Available records START

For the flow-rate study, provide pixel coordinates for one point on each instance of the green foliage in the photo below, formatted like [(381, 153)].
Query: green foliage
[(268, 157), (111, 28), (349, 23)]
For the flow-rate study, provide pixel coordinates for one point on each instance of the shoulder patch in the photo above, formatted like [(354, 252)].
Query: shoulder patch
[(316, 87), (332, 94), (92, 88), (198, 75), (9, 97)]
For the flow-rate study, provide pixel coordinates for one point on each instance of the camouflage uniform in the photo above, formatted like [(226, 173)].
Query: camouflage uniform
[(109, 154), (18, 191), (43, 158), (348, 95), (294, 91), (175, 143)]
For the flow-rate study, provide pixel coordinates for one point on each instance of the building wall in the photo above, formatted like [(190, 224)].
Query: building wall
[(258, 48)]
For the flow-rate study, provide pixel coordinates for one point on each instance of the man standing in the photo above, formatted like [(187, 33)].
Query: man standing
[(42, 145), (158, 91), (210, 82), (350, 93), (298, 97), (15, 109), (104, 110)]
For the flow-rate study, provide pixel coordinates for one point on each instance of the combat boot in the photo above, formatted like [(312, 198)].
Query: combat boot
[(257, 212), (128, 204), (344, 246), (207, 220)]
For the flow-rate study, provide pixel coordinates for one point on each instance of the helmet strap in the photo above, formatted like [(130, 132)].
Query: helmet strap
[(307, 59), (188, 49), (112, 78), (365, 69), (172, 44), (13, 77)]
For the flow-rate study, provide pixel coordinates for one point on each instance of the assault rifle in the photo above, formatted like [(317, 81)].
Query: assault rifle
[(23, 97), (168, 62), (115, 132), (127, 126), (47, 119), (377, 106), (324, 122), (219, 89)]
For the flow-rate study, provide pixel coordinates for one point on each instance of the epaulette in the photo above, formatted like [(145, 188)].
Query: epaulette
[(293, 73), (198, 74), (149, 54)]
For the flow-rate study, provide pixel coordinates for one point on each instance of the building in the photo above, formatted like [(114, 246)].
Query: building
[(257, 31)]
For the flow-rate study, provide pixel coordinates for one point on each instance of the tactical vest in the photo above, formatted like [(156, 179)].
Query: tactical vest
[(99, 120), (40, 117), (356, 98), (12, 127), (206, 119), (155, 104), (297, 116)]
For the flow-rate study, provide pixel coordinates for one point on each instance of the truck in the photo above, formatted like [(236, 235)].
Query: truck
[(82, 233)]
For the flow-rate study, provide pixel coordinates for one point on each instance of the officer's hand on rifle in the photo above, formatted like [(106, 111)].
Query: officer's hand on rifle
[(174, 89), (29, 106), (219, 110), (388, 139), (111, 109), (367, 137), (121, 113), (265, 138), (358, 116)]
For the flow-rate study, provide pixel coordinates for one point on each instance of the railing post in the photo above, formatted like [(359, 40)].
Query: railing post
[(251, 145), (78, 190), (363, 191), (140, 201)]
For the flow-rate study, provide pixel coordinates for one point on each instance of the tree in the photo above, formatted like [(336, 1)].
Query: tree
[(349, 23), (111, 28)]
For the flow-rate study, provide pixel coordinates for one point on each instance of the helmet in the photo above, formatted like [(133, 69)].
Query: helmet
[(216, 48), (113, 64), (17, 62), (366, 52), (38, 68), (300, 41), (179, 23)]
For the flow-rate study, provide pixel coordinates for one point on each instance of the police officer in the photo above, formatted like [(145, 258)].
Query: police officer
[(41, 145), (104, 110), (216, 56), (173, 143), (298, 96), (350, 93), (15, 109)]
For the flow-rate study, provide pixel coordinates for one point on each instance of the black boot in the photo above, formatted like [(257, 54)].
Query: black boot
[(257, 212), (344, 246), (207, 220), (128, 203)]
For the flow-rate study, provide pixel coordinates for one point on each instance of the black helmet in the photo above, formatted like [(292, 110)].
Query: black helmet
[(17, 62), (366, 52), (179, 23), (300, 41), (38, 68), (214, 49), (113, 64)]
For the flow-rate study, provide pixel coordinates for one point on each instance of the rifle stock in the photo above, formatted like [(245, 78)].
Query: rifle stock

Available records END

▶ _To do_
Take the entries above and return only the lines from the one with "like [(226, 173)]." to the one with "like [(312, 198)].", both included, unchanged.

▶ _Exercise solution_
For the flow-rate study, provide pixel coordinates for one point on each instance of the camouflage uniform in the photo above, formatted like [(226, 173)].
Query: camouflage uniform
[(109, 154), (18, 191), (43, 158), (348, 95), (294, 91), (175, 143)]
For the flow-rate study, provide pixel coordinates for one point on each instance of the building wall in the photo above, formatted like [(190, 224)].
Query: building wall
[(258, 48)]
For the flow-rate study, provide pixel coordinates for one point on each instance of the man standing in the photo above, formatted like [(187, 33)].
Query: man standing
[(42, 145), (158, 91), (210, 82), (350, 93), (298, 97), (15, 109), (104, 110)]
For the flow-rate study, provide pixel coordinates for one point on each instance of the combat boot in the photo above, formatted like [(312, 198)].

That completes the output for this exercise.